(begin)
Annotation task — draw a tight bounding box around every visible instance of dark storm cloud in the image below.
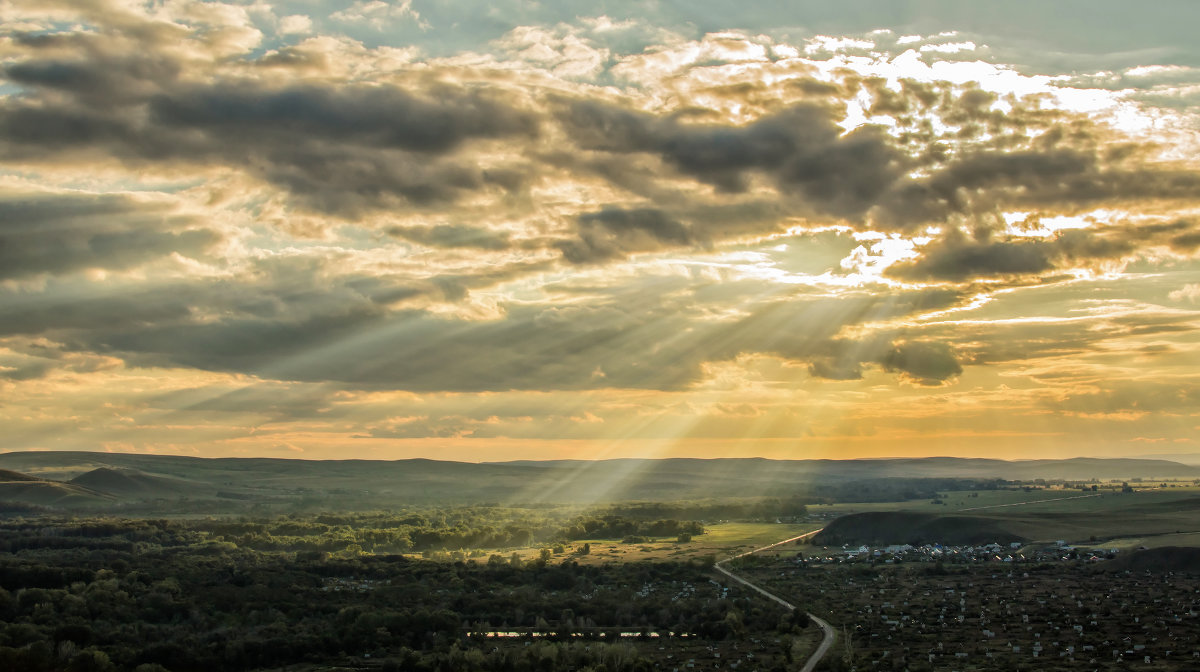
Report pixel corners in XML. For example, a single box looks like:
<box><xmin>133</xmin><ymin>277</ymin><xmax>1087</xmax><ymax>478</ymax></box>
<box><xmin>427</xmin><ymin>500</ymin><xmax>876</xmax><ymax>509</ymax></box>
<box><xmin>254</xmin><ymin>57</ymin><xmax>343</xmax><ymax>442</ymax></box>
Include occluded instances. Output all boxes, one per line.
<box><xmin>18</xmin><ymin>270</ymin><xmax>960</xmax><ymax>392</ymax></box>
<box><xmin>556</xmin><ymin>208</ymin><xmax>697</xmax><ymax>264</ymax></box>
<box><xmin>880</xmin><ymin>341</ymin><xmax>962</xmax><ymax>385</ymax></box>
<box><xmin>0</xmin><ymin>193</ymin><xmax>221</xmax><ymax>278</ymax></box>
<box><xmin>887</xmin><ymin>220</ymin><xmax>1200</xmax><ymax>282</ymax></box>
<box><xmin>559</xmin><ymin>101</ymin><xmax>904</xmax><ymax>218</ymax></box>
<box><xmin>0</xmin><ymin>42</ymin><xmax>538</xmax><ymax>216</ymax></box>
(end)
(Exercise)
Convert all of the material above into a two-column CSV with the headers input and output. Put each text in one quoted input field and its answer in one quoted output field, replace line breaks with spaces, and leave out the pictures.

(Answer to the problem)
input,output
"Annotation task — draw a tight bounding box around every visible instance of dark storm cloud in the image below. Report pixel corners in XML. For example, a single box looks like: <box><xmin>133</xmin><ymin>277</ymin><xmax>1087</xmax><ymax>478</ymax></box> <box><xmin>427</xmin><ymin>500</ymin><xmax>876</xmax><ymax>509</ymax></box> <box><xmin>254</xmin><ymin>57</ymin><xmax>343</xmax><ymax>442</ymax></box> Include occluded instances. Output all boxes, one per line.","<box><xmin>18</xmin><ymin>270</ymin><xmax>960</xmax><ymax>392</ymax></box> <box><xmin>556</xmin><ymin>208</ymin><xmax>697</xmax><ymax>264</ymax></box> <box><xmin>880</xmin><ymin>341</ymin><xmax>962</xmax><ymax>385</ymax></box> <box><xmin>0</xmin><ymin>193</ymin><xmax>221</xmax><ymax>278</ymax></box> <box><xmin>887</xmin><ymin>220</ymin><xmax>1200</xmax><ymax>282</ymax></box> <box><xmin>559</xmin><ymin>101</ymin><xmax>904</xmax><ymax>218</ymax></box> <box><xmin>0</xmin><ymin>42</ymin><xmax>538</xmax><ymax>216</ymax></box>"